DIRECTIONS FOR THIS TASK >> Identify and copy every line in the entries below that contains the string "blazer". Matching is case-sensitive.

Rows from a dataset
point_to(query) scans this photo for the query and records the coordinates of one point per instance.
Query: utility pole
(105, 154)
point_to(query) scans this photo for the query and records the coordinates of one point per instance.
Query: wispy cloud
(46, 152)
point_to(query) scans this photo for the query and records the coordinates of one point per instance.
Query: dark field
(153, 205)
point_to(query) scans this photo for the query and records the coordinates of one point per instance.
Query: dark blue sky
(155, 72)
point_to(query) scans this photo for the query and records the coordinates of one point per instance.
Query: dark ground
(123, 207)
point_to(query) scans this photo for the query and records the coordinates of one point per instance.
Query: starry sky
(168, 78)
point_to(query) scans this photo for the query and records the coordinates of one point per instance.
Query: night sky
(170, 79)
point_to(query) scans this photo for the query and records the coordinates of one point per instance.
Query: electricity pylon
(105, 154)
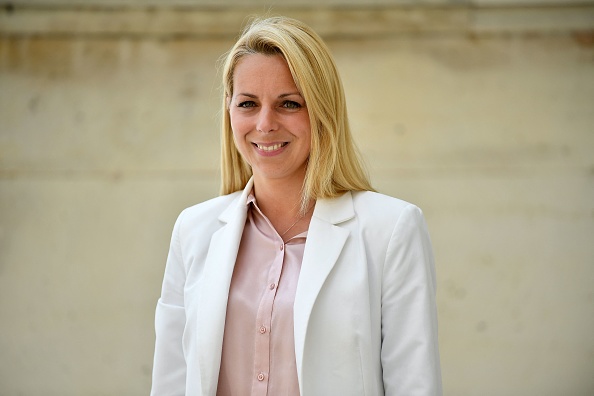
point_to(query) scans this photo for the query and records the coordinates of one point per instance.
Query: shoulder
(205, 213)
(369, 204)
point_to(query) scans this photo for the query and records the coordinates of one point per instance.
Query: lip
(270, 149)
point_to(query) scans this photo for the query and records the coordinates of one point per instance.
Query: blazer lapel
(325, 241)
(214, 291)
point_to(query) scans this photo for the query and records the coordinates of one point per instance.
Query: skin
(272, 132)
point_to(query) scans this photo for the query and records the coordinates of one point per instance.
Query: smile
(271, 147)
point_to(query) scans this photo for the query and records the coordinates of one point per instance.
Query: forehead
(258, 72)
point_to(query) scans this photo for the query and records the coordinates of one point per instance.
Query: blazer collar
(325, 241)
(214, 290)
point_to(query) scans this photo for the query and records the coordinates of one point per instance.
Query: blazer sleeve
(410, 355)
(169, 366)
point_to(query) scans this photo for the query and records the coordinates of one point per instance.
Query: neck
(278, 197)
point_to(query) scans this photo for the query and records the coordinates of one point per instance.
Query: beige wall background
(480, 112)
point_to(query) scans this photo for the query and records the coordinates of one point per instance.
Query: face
(269, 118)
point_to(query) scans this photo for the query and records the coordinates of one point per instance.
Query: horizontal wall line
(330, 22)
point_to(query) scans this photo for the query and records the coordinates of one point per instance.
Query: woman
(298, 279)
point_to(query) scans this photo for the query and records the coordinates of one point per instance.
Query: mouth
(270, 147)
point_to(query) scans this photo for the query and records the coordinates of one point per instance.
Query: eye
(246, 104)
(289, 104)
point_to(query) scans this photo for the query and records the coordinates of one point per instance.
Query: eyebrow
(280, 96)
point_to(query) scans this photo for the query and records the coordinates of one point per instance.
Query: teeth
(269, 148)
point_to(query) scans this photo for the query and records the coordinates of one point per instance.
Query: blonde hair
(334, 165)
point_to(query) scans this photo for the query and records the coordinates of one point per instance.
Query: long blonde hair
(334, 164)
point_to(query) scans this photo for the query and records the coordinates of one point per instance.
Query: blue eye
(289, 104)
(247, 103)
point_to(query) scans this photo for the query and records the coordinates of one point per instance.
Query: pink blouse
(258, 355)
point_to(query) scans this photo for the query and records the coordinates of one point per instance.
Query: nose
(266, 120)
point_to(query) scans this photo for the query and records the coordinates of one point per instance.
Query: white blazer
(364, 315)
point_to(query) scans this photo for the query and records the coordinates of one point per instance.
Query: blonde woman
(298, 279)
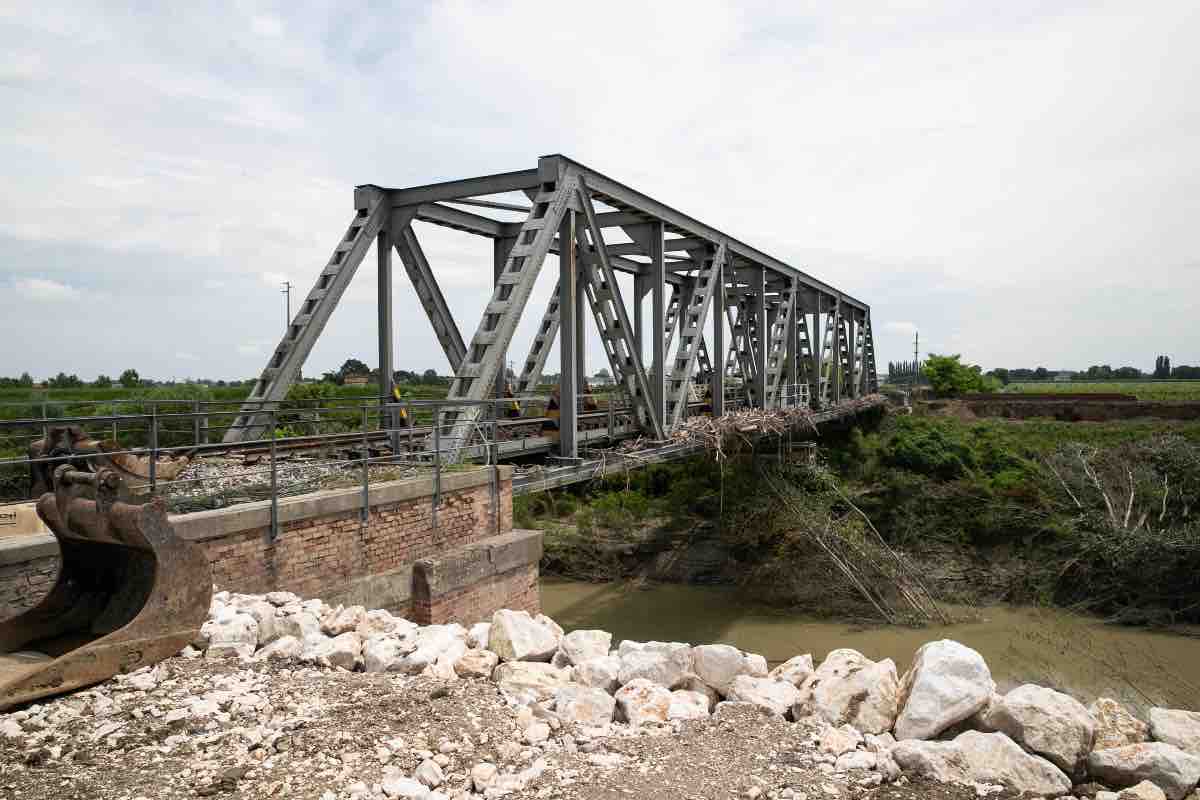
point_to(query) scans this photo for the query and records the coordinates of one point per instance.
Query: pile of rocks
(562, 693)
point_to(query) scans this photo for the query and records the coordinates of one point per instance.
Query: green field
(1147, 390)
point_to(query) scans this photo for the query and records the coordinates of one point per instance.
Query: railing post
(364, 515)
(275, 485)
(437, 462)
(154, 447)
(196, 422)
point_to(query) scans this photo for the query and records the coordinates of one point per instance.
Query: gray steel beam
(612, 320)
(477, 376)
(425, 283)
(568, 384)
(387, 334)
(371, 215)
(468, 187)
(459, 220)
(625, 198)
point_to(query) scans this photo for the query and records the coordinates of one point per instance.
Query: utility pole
(916, 359)
(286, 289)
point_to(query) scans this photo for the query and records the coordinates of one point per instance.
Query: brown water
(1048, 647)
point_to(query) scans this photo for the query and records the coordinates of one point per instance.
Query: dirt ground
(226, 729)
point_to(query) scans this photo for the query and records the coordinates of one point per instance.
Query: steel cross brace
(777, 348)
(430, 294)
(475, 379)
(310, 320)
(547, 329)
(695, 314)
(612, 319)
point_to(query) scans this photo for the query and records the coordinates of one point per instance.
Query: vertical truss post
(718, 389)
(658, 278)
(426, 287)
(870, 378)
(387, 334)
(852, 355)
(791, 366)
(759, 322)
(531, 373)
(781, 335)
(475, 378)
(612, 322)
(501, 247)
(693, 320)
(568, 383)
(816, 390)
(304, 329)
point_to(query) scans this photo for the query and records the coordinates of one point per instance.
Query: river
(1048, 647)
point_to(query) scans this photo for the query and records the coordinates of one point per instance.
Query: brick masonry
(324, 548)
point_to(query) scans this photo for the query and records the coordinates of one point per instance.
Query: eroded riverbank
(1054, 648)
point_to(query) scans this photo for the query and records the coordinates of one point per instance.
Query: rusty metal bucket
(130, 593)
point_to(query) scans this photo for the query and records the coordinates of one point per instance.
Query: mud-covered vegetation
(1098, 517)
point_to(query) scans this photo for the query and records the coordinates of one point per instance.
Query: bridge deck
(613, 463)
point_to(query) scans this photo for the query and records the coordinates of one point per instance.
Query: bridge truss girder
(781, 324)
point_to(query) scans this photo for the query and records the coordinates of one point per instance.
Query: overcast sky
(1018, 180)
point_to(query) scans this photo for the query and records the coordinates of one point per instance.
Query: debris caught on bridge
(739, 427)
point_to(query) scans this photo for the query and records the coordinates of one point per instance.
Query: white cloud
(45, 289)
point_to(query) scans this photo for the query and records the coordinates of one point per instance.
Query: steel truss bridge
(780, 335)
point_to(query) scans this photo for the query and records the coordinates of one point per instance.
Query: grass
(1145, 390)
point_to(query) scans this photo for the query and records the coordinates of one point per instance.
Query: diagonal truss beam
(371, 216)
(777, 348)
(547, 330)
(430, 294)
(612, 319)
(475, 378)
(695, 314)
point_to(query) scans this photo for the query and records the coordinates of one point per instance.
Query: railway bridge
(702, 320)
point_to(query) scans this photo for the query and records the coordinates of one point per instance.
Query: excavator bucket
(130, 593)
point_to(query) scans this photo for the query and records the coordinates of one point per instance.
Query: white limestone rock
(286, 648)
(342, 621)
(774, 696)
(1049, 723)
(232, 633)
(516, 636)
(1167, 767)
(477, 663)
(478, 633)
(1176, 727)
(1115, 727)
(835, 741)
(718, 665)
(583, 645)
(1144, 791)
(531, 680)
(642, 701)
(343, 651)
(430, 774)
(599, 673)
(849, 687)
(689, 705)
(585, 705)
(666, 663)
(977, 757)
(265, 614)
(795, 671)
(300, 625)
(384, 654)
(947, 683)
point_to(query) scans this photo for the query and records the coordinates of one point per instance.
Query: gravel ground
(196, 727)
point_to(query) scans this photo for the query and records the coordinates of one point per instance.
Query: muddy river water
(1048, 647)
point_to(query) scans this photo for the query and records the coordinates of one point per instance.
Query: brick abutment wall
(325, 549)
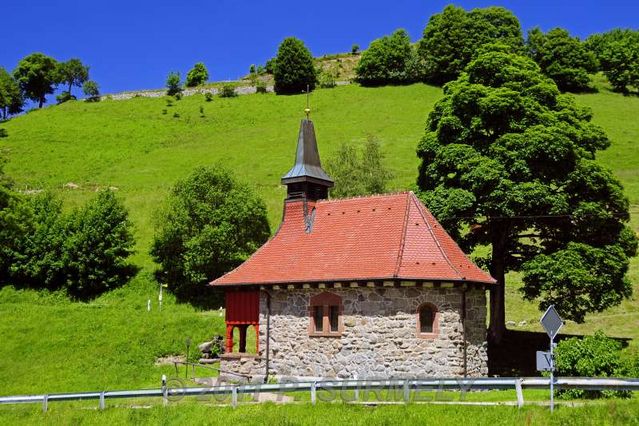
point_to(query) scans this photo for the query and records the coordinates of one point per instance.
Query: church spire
(307, 179)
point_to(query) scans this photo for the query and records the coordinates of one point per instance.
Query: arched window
(427, 321)
(325, 312)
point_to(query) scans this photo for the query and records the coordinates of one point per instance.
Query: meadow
(142, 146)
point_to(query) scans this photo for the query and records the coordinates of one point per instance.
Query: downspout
(268, 333)
(465, 345)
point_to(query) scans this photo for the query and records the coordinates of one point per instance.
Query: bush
(97, 245)
(91, 91)
(294, 68)
(227, 91)
(326, 79)
(358, 173)
(591, 356)
(260, 86)
(173, 84)
(563, 58)
(388, 60)
(197, 76)
(452, 38)
(209, 225)
(64, 97)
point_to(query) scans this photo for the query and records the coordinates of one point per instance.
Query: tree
(508, 163)
(618, 55)
(563, 58)
(358, 173)
(11, 101)
(197, 75)
(173, 84)
(91, 91)
(210, 225)
(388, 60)
(72, 73)
(97, 244)
(294, 68)
(36, 76)
(452, 37)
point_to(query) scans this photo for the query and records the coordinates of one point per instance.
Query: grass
(50, 344)
(609, 413)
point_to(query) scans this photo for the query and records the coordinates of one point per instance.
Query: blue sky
(134, 44)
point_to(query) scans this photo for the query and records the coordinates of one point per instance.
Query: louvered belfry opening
(242, 311)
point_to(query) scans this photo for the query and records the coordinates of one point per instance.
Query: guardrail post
(165, 392)
(520, 393)
(234, 396)
(313, 393)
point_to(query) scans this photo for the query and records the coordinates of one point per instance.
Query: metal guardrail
(403, 386)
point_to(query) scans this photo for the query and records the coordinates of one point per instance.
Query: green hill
(142, 146)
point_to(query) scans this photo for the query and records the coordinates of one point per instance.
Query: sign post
(552, 322)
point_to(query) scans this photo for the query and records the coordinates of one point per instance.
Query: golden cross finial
(307, 110)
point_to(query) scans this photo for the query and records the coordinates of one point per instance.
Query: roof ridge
(358, 197)
(402, 242)
(432, 233)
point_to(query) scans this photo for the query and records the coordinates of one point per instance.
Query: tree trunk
(497, 326)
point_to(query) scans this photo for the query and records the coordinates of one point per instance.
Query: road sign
(544, 361)
(551, 321)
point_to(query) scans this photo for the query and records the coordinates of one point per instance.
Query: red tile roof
(382, 237)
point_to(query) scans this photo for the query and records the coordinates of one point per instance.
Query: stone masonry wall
(380, 335)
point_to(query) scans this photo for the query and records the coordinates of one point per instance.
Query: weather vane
(307, 110)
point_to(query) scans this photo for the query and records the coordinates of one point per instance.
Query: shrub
(227, 91)
(209, 225)
(591, 356)
(97, 245)
(451, 39)
(326, 79)
(358, 173)
(387, 61)
(64, 97)
(91, 91)
(173, 83)
(294, 68)
(260, 86)
(197, 75)
(563, 58)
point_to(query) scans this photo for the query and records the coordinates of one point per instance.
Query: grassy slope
(52, 345)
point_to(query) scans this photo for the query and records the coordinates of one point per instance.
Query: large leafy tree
(210, 225)
(294, 68)
(72, 73)
(37, 75)
(388, 60)
(452, 38)
(618, 55)
(197, 75)
(563, 58)
(507, 162)
(11, 101)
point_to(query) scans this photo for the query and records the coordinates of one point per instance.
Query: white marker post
(552, 322)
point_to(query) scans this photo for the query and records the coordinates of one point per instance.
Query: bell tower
(307, 180)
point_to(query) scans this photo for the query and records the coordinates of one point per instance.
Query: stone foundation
(379, 339)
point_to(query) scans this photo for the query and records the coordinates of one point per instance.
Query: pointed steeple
(307, 179)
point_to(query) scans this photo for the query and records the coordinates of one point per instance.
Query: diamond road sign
(551, 321)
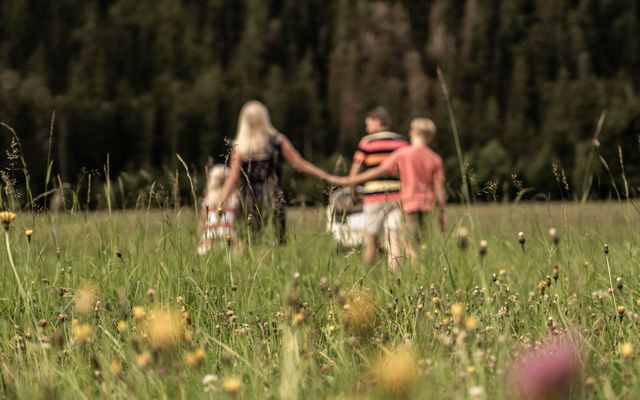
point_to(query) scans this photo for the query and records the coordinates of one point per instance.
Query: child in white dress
(217, 224)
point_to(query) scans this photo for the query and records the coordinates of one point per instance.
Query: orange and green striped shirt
(373, 149)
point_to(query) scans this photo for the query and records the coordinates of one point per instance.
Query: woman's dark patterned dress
(262, 193)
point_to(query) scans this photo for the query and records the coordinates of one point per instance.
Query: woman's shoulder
(276, 139)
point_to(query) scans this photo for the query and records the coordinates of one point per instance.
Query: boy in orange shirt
(421, 177)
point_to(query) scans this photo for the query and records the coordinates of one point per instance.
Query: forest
(133, 83)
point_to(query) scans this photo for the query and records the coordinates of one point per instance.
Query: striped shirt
(373, 149)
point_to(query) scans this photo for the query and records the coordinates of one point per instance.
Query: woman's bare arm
(357, 179)
(295, 160)
(232, 178)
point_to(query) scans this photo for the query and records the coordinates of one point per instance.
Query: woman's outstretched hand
(338, 180)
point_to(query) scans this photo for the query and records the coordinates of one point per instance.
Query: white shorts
(380, 213)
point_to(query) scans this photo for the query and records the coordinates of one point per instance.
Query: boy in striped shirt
(382, 194)
(421, 179)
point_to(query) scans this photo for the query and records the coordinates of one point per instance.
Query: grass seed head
(86, 299)
(195, 358)
(626, 350)
(463, 237)
(359, 312)
(232, 385)
(139, 313)
(164, 328)
(7, 217)
(396, 372)
(82, 332)
(483, 248)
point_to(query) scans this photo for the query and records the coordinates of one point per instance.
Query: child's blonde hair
(254, 132)
(424, 127)
(215, 180)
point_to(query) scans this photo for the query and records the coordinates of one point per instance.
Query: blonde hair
(424, 127)
(215, 181)
(254, 132)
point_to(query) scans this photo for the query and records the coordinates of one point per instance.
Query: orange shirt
(419, 168)
(373, 149)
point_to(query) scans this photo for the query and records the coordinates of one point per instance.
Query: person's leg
(374, 219)
(393, 217)
(370, 250)
(280, 216)
(414, 223)
(394, 251)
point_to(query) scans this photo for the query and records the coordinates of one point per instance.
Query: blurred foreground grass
(120, 306)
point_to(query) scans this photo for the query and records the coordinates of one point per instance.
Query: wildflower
(122, 326)
(298, 318)
(395, 372)
(359, 312)
(471, 323)
(116, 367)
(85, 299)
(463, 237)
(483, 248)
(138, 313)
(553, 234)
(619, 283)
(209, 382)
(82, 332)
(521, 239)
(549, 371)
(626, 350)
(232, 385)
(195, 358)
(7, 217)
(476, 393)
(164, 328)
(144, 359)
(457, 311)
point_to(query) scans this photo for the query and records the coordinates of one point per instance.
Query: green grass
(242, 308)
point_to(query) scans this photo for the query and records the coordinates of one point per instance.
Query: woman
(256, 160)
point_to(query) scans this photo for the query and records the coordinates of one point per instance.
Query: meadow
(119, 305)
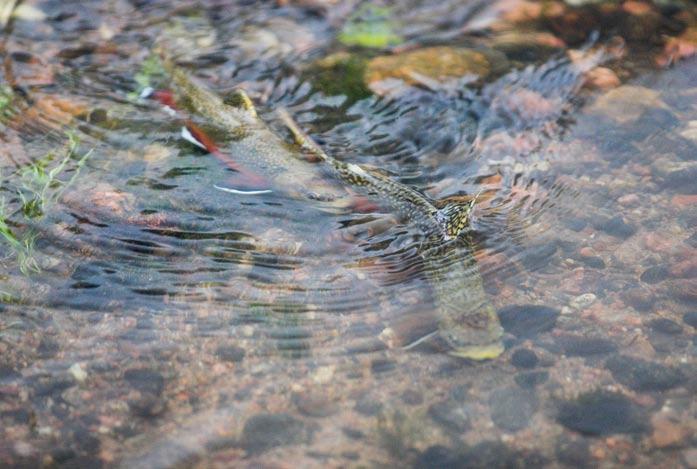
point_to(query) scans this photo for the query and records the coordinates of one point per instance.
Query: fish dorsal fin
(378, 171)
(454, 213)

ANSWER TO THE EXERCISE >>
Query: blazer lapel
Query: blazer collar
Query: blazer sleeve
Query: white blazer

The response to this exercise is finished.